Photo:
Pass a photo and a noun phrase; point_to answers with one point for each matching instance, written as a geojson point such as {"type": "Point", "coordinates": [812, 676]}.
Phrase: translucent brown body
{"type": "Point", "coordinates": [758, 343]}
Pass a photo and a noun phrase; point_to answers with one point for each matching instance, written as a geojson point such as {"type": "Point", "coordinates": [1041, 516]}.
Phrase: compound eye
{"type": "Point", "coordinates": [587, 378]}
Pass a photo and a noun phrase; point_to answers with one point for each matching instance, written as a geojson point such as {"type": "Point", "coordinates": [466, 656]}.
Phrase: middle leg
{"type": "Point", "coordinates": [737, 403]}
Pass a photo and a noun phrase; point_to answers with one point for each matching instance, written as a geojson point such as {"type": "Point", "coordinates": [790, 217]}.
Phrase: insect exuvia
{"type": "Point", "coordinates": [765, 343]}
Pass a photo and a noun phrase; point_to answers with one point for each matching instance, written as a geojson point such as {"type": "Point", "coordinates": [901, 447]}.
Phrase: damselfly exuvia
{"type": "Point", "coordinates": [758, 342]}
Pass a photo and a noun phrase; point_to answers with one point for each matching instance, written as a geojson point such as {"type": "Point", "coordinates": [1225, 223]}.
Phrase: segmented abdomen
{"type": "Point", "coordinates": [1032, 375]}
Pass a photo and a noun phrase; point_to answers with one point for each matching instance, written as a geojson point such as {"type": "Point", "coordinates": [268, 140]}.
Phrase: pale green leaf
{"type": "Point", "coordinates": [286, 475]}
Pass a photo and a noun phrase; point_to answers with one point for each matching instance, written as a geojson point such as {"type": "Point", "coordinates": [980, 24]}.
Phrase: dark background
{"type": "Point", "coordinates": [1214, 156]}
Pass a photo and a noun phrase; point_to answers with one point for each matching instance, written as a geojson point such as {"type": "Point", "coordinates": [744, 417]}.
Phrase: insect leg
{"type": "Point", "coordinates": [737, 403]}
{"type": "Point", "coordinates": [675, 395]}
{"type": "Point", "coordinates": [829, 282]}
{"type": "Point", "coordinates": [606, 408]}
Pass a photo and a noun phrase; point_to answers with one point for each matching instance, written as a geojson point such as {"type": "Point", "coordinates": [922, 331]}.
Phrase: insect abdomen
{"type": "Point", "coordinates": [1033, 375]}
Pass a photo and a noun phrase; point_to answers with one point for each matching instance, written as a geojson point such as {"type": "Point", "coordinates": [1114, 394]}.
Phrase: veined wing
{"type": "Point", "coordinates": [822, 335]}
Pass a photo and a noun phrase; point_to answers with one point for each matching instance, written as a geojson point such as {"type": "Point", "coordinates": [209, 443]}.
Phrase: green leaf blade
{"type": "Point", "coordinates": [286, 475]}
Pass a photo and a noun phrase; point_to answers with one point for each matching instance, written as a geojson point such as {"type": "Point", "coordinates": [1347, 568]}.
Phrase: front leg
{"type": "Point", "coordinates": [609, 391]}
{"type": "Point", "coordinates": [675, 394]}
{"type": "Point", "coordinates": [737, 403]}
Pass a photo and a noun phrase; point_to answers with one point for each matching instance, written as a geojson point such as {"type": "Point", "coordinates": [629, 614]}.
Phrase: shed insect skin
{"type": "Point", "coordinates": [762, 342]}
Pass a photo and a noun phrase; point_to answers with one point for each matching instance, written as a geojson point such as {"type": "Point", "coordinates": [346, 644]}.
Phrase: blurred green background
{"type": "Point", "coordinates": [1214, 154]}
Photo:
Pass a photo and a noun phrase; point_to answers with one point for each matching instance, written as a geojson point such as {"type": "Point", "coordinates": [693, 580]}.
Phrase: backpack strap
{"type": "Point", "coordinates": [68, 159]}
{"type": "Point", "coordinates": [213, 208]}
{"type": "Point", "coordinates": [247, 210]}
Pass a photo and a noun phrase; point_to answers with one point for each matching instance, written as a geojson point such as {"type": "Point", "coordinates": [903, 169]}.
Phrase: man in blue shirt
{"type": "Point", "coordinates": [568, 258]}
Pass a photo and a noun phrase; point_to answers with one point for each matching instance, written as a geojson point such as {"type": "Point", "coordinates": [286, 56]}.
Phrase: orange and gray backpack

****************

▶ **HOW TO COMPLETE THIS TASK**: Could you retype all of the material word for word?

▶ **EXERCISE RESULT**:
Photo:
Pass a photo and a noun phrase; point_to answers with one point for each matching instance, written as a geojson point such as {"type": "Point", "coordinates": [812, 676]}.
Phrase: translucent brown body
{"type": "Point", "coordinates": [758, 343]}
Pass a photo and a noun phrase; point_to answers with one point for each matching instance, written as a geojson point such as {"type": "Point", "coordinates": [1041, 516]}.
Phrase: compound eye
{"type": "Point", "coordinates": [587, 378]}
Pass a photo and a noun phrase; point_to answers with one point for each matching instance, written as a geojson point such as {"type": "Point", "coordinates": [466, 656]}.
Phrase: middle leg
{"type": "Point", "coordinates": [737, 403]}
Pass a photo and a noun phrase; point_to answers with one point for each matching instance, written as a geojson point such as {"type": "Point", "coordinates": [790, 217]}.
Phrase: insect exuvia
{"type": "Point", "coordinates": [765, 343]}
Pass a photo and a noun phrase; point_to answers with one point for each matching instance, written as a geojson point such as {"type": "Point", "coordinates": [901, 447]}.
Phrase: damselfly exuvia
{"type": "Point", "coordinates": [758, 342]}
Pass a photo and a noun phrase; point_to answers with one point for each matching instance, written as a geojson point such as {"type": "Point", "coordinates": [1225, 223]}.
Phrase: segmented abdomen
{"type": "Point", "coordinates": [1032, 375]}
Pass a photo and a noun phrase; point_to answers with one point for each matching instance, written as a geojson point such as {"type": "Point", "coordinates": [268, 140]}.
Phrase: pale green leaf
{"type": "Point", "coordinates": [286, 475]}
Pass a photo and a noun phrase; point_to answers with one point for each matching instance, written as a geojson point such as {"type": "Point", "coordinates": [980, 24]}.
Phrase: dark background
{"type": "Point", "coordinates": [1214, 156]}
Pass a photo and a noun phrase; point_to answers with one point for each matching instance, written as a geojson point such as {"type": "Point", "coordinates": [744, 417]}.
Phrase: insect leg
{"type": "Point", "coordinates": [737, 403]}
{"type": "Point", "coordinates": [675, 395]}
{"type": "Point", "coordinates": [829, 282]}
{"type": "Point", "coordinates": [606, 408]}
Pass a photo and a noun phrase; point_to answers with one point for each matching instance, written as a geojson point such as {"type": "Point", "coordinates": [922, 331]}.
Phrase: insect abdomen
{"type": "Point", "coordinates": [1033, 375]}
Pass a photo and a noun phrase; point_to answers with one point for each matching instance, written as a geojson point such as {"type": "Point", "coordinates": [1114, 394]}.
Phrase: veined wing
{"type": "Point", "coordinates": [822, 335]}
Pass a photo and a noun phrase; point_to answers with one point for each matching instance, written as a geojson point such as {"type": "Point", "coordinates": [209, 443]}.
Phrase: green leaf blade
{"type": "Point", "coordinates": [286, 475]}
Pass a photo and a noun phrase; point_to answers with one point for each matching instance, written as a geojson point such as {"type": "Point", "coordinates": [1347, 568]}.
Phrase: front leg
{"type": "Point", "coordinates": [609, 391]}
{"type": "Point", "coordinates": [675, 394]}
{"type": "Point", "coordinates": [737, 403]}
Pass a photo and a noun phrase; point_to answers with one point for each matching instance, written as a geojson point such as {"type": "Point", "coordinates": [629, 614]}.
Phrase: shed insect skin
{"type": "Point", "coordinates": [762, 342]}
Pass a photo and a noun phrase; point_to answers with one point for each matching instance, written as a geojson point such as {"type": "Point", "coordinates": [346, 644]}.
Phrase: blurred green background
{"type": "Point", "coordinates": [1214, 154]}
Photo:
Pass a photo and a noun phrase; point_to answers with one point for each matching instance, written as a geojson point such as {"type": "Point", "coordinates": [693, 580]}.
Phrase: backpack strap
{"type": "Point", "coordinates": [68, 159]}
{"type": "Point", "coordinates": [213, 208]}
{"type": "Point", "coordinates": [247, 210]}
Pass a photo and a noun phrase; point_to answers with one point for each matching instance, written as a geojson point such as {"type": "Point", "coordinates": [903, 169]}.
Phrase: man in blue shirt
{"type": "Point", "coordinates": [568, 258]}
Pass a photo and a noun phrase; point_to answers with one point for each matching instance, written as a geojson point such as {"type": "Point", "coordinates": [286, 56]}.
Phrase: orange and gray backpack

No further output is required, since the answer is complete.